| Problem description |
Only those lines in the data below from the line containing "Target: blurred tree" through the line containing "Point on each instance of the small", both included, should be restated word for word.

Collected data entries
- - - - -
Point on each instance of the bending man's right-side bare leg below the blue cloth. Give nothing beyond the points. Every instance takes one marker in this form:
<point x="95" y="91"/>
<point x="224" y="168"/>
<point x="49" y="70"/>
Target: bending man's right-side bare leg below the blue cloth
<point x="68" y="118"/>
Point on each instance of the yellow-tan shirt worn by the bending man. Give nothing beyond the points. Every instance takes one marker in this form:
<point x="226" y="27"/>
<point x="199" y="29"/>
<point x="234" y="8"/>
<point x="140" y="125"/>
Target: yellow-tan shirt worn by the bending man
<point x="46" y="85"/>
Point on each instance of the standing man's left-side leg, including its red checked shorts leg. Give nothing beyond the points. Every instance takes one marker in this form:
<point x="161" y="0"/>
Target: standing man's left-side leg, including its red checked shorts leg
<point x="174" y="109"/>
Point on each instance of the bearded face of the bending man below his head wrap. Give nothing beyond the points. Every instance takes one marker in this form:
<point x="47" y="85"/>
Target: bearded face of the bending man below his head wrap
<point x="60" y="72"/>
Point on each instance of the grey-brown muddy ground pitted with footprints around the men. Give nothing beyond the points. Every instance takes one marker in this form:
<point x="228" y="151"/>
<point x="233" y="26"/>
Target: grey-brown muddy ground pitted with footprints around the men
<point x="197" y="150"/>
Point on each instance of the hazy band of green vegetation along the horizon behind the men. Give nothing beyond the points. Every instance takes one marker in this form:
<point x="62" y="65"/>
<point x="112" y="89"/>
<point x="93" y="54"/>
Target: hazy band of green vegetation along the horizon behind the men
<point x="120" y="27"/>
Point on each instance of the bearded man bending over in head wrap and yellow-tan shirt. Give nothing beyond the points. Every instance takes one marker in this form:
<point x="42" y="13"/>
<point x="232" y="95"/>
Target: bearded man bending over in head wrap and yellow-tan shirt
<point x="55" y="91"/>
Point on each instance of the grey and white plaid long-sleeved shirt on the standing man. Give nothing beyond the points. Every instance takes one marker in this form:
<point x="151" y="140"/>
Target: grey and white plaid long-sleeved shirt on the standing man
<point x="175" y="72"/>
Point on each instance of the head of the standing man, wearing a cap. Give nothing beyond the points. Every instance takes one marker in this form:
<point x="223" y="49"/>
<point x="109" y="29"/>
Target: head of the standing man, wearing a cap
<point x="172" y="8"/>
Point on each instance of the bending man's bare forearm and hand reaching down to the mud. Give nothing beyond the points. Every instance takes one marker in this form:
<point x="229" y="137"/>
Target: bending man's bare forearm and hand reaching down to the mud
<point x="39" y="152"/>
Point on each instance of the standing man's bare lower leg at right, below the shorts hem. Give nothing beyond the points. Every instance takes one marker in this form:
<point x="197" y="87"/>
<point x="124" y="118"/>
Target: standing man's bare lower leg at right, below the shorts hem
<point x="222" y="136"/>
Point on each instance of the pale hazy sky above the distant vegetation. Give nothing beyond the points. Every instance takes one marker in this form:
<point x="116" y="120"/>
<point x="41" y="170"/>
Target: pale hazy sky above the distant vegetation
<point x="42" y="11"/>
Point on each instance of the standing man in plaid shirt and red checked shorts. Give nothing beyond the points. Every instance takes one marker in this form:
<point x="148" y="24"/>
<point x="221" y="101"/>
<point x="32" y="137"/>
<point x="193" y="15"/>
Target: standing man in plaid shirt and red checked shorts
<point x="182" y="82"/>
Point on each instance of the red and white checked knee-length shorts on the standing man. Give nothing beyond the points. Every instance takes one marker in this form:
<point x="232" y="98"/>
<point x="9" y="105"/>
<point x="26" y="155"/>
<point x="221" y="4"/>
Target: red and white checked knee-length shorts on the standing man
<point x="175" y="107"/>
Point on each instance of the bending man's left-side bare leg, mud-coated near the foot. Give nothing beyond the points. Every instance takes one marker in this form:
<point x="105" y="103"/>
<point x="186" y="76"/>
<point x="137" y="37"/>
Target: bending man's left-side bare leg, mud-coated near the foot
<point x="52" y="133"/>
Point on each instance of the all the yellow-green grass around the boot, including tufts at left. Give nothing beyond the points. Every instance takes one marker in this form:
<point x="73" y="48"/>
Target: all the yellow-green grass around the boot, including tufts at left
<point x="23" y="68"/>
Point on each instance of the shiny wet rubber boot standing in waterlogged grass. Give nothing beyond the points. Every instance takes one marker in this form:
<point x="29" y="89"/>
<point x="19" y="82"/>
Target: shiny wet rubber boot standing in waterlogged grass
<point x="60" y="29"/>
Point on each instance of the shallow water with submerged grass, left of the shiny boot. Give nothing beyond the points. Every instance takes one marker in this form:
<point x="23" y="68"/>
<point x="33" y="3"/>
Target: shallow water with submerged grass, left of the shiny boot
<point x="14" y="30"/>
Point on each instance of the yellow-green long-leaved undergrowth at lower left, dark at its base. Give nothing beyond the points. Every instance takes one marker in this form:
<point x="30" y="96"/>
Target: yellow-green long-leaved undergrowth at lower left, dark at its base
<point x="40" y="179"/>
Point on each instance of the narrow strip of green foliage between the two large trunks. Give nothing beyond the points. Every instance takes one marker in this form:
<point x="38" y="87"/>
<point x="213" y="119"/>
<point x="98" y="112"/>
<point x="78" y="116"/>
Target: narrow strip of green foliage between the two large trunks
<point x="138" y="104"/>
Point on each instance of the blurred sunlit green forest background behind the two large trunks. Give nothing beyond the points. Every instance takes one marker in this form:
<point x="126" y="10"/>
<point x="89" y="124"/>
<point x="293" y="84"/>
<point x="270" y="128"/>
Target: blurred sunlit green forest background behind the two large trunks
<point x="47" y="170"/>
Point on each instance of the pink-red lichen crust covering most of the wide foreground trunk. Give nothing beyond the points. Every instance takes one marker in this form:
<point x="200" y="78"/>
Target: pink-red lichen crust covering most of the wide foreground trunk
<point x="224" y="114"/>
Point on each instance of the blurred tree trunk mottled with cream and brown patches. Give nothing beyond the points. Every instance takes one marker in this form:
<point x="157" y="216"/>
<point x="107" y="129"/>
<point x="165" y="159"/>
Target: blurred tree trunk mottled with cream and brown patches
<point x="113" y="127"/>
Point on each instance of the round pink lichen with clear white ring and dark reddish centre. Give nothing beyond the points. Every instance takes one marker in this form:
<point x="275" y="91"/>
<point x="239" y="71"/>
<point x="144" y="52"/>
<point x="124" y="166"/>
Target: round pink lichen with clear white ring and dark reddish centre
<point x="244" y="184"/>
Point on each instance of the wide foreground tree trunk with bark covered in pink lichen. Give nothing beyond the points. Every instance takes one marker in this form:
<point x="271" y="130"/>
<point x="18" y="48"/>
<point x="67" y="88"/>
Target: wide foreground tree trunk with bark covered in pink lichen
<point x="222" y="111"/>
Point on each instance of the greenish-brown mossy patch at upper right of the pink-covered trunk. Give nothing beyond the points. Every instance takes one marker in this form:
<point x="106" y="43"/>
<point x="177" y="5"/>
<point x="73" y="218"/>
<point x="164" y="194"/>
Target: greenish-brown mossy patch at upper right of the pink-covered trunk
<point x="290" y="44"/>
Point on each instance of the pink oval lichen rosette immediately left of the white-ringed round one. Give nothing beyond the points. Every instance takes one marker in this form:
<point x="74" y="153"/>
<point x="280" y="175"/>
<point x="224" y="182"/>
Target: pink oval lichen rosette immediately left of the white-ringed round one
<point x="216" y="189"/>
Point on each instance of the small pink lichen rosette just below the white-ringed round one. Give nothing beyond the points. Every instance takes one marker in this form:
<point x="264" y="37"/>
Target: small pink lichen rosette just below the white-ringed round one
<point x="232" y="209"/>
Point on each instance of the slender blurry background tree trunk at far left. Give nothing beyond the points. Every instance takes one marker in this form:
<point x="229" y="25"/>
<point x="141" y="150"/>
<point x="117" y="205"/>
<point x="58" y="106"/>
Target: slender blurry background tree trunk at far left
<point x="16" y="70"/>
- - - - -
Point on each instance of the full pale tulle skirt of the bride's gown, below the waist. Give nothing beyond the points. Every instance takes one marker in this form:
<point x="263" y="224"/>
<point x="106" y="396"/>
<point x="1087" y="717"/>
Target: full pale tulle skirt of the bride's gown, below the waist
- - - - -
| Expected answer |
Target: blurred tree trunk mottled with cream and brown patches
<point x="113" y="127"/>
Point on each instance of the round pink lichen with clear white ring and dark reddish centre. Give nothing beyond the points. Every instance takes one marker in this form:
<point x="275" y="91"/>
<point x="239" y="71"/>
<point x="144" y="52"/>
<point x="124" y="166"/>
Target: round pink lichen with clear white ring and dark reddish centre
<point x="244" y="184"/>
Point on each instance of the wide foreground tree trunk with bark covered in pink lichen. Give nothing beyond the points. Every instance takes one marker in this form:
<point x="271" y="130"/>
<point x="18" y="48"/>
<point x="67" y="88"/>
Target: wide foreground tree trunk with bark covered in pink lichen
<point x="222" y="111"/>
Point on each instance of the greenish-brown mossy patch at upper right of the pink-covered trunk. Give nothing beyond the points. Every instance takes one marker in this form:
<point x="106" y="43"/>
<point x="177" y="5"/>
<point x="73" y="218"/>
<point x="164" y="194"/>
Target: greenish-brown mossy patch at upper right of the pink-covered trunk
<point x="290" y="44"/>
Point on each instance of the pink oval lichen rosette immediately left of the white-ringed round one. Give nothing beyond the points. Every instance takes one marker in this form:
<point x="74" y="153"/>
<point x="280" y="175"/>
<point x="224" y="182"/>
Target: pink oval lichen rosette immediately left of the white-ringed round one
<point x="216" y="189"/>
Point on each instance of the small pink lichen rosette just below the white-ringed round one. Give nothing beyond the points. Every instance takes one marker in this form:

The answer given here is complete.